• _GOAL_: Please shift every coordinate in the answers by adding 45 to it, and write the data out again, requests included, from the line with "The pointer SHOULD return, for each instance of the brick hearth" to the line with "[[359, 201], [61, 158]]", both ends included.

• _SUPPLIED RECORDS_:

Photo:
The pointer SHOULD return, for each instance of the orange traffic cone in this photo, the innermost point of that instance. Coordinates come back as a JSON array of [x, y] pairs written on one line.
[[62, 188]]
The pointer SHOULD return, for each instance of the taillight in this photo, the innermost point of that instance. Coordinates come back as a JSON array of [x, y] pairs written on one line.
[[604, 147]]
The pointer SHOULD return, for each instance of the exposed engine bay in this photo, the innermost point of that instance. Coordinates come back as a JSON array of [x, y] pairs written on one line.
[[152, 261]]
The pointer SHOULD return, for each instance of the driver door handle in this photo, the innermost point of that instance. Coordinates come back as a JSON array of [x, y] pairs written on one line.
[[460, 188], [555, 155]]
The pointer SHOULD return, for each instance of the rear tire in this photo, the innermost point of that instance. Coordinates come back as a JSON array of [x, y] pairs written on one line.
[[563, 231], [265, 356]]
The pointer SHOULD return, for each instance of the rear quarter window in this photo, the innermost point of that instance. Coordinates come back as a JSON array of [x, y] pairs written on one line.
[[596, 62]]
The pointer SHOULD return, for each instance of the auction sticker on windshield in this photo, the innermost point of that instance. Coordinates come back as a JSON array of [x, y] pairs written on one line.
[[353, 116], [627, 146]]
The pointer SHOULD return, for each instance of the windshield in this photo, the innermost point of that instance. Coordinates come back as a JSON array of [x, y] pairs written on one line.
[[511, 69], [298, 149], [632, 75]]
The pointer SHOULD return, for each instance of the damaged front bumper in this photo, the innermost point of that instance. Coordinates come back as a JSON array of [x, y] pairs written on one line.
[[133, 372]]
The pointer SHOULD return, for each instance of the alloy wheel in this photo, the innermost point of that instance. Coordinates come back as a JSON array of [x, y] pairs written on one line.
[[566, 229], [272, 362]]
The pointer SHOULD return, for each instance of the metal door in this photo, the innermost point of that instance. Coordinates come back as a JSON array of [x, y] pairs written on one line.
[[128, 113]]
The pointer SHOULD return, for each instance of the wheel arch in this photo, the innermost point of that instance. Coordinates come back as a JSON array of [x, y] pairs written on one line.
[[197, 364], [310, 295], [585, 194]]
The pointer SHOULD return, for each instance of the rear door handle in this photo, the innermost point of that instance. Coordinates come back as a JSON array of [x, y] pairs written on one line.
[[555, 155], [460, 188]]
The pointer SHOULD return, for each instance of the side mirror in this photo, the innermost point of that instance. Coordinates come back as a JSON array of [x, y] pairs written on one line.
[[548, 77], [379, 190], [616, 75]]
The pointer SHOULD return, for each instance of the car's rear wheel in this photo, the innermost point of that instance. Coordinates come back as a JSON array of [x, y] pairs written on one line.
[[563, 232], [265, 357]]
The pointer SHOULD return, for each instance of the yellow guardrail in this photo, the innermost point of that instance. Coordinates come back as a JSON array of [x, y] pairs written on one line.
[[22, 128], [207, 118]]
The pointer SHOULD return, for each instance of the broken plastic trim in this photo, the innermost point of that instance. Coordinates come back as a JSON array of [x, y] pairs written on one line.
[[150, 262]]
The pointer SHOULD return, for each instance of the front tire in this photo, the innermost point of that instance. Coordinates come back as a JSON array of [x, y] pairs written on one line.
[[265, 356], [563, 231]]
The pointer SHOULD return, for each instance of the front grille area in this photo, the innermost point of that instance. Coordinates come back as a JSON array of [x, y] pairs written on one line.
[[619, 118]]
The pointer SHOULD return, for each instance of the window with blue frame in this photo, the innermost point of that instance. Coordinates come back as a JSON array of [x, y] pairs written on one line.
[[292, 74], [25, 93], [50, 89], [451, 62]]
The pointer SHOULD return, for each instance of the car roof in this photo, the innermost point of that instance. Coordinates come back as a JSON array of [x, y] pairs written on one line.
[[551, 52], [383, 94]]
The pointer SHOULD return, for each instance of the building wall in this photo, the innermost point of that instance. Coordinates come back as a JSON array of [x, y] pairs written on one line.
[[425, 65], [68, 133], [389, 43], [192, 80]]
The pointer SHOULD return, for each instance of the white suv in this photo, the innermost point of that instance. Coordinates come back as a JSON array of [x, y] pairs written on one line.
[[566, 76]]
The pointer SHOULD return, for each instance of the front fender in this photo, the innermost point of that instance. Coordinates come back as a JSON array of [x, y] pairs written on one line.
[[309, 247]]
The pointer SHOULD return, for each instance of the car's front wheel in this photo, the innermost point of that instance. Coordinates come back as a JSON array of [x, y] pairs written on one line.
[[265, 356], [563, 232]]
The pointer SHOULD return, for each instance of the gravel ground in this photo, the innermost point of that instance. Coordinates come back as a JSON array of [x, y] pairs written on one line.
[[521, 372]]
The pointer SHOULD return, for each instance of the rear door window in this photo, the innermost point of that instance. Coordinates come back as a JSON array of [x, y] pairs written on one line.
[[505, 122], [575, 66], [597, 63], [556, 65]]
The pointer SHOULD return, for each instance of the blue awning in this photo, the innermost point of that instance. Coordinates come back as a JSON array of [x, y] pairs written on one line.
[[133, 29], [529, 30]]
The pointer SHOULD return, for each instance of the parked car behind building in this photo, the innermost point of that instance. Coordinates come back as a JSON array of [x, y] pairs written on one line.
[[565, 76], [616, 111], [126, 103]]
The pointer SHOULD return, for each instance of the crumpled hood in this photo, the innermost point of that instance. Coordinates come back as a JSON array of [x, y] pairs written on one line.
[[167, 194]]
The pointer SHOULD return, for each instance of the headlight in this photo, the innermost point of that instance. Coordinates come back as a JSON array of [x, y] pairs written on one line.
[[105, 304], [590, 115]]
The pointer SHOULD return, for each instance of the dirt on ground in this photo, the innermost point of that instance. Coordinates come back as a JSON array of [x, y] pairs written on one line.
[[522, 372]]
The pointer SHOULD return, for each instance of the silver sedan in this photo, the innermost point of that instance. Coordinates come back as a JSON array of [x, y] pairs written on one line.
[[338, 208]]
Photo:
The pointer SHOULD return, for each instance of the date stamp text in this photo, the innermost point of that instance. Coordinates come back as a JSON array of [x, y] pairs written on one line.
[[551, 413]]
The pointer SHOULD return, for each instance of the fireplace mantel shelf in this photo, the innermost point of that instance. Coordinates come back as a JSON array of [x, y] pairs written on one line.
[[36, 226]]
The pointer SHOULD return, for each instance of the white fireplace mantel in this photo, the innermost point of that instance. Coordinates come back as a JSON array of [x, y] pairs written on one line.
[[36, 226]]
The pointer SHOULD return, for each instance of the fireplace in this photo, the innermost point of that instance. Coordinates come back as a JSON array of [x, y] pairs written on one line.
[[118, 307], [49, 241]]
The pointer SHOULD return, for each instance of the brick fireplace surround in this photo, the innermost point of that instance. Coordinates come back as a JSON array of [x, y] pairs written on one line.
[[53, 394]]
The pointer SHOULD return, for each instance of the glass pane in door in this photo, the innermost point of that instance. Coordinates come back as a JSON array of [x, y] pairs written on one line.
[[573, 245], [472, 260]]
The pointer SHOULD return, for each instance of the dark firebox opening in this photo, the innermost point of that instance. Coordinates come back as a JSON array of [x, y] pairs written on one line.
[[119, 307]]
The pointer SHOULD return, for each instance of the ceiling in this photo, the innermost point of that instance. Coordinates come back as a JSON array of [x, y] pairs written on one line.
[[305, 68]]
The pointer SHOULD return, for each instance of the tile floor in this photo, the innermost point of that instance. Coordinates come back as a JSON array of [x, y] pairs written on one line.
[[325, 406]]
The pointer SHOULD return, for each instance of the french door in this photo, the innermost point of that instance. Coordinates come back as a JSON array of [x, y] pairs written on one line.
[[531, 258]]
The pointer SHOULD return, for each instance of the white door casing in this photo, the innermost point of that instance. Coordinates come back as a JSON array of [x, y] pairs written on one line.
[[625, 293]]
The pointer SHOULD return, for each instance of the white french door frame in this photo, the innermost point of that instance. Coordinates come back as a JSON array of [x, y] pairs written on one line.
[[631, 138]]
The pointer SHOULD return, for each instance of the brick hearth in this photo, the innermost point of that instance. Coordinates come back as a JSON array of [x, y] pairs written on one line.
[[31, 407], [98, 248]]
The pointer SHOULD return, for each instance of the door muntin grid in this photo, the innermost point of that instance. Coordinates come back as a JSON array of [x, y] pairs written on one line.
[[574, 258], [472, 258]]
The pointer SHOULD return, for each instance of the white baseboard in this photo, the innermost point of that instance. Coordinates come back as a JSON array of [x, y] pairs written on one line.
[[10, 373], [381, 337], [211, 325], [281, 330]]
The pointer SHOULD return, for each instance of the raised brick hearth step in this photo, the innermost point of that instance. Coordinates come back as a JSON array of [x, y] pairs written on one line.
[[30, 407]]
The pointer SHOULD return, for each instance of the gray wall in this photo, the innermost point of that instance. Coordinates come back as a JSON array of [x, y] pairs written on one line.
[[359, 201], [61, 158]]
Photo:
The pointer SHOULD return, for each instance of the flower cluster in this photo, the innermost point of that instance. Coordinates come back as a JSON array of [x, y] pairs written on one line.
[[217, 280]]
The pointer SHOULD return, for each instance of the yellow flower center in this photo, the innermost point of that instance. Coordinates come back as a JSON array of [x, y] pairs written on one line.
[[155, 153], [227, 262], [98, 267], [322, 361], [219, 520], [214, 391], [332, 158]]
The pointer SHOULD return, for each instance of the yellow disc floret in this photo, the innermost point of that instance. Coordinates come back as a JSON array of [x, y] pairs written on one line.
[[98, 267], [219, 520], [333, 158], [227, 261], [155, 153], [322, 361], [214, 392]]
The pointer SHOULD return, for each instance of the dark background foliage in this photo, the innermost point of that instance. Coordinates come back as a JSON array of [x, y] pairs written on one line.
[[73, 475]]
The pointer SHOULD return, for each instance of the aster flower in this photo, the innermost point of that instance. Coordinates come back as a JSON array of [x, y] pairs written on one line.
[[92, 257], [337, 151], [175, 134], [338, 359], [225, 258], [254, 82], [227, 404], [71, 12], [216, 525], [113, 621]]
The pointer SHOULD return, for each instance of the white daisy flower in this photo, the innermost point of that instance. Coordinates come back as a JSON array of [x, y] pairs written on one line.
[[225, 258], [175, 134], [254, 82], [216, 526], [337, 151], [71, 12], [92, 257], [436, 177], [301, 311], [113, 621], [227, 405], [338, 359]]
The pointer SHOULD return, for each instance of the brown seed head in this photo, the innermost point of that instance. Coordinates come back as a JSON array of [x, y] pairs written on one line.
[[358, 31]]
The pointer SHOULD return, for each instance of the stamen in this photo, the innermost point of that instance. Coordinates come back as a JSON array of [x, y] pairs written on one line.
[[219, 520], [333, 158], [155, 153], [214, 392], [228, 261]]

• _FULL SOLUTION_:
The pointer SHOULD return, for each instance of the brick hearth in this photo, the innermost point of that instance. Coordinates come back as a JSON array of [x, y] pairs written on one line.
[[76, 452], [143, 293]]
The pointer SHOULD return, for each instance of the door muntin grid in this photo, the innermost point of that instance. Coordinates come back as a JSON array of [x, y] pairs written on one line.
[[619, 303], [517, 303]]
The pointer SHOULD return, for each instance of the white baseboard in this photo, the innermost point of that instance. Coordinates come back as a JSON array of [x, y] pairs written on one line.
[[55, 418], [426, 382], [256, 370], [326, 375]]
The pointer SHOULD return, for each instance of the raised brick hearth step in this photo, the innermost point of that instance. Coordinates come back as a JSON array of [x, y] pairs written on one line.
[[75, 452]]
The pointer SHOULD return, for each instance of the gray wall in this photo, the innermost point of that instance. Coordinates come back as a JSON array of [x, y] pairs written on one line.
[[404, 246], [106, 203]]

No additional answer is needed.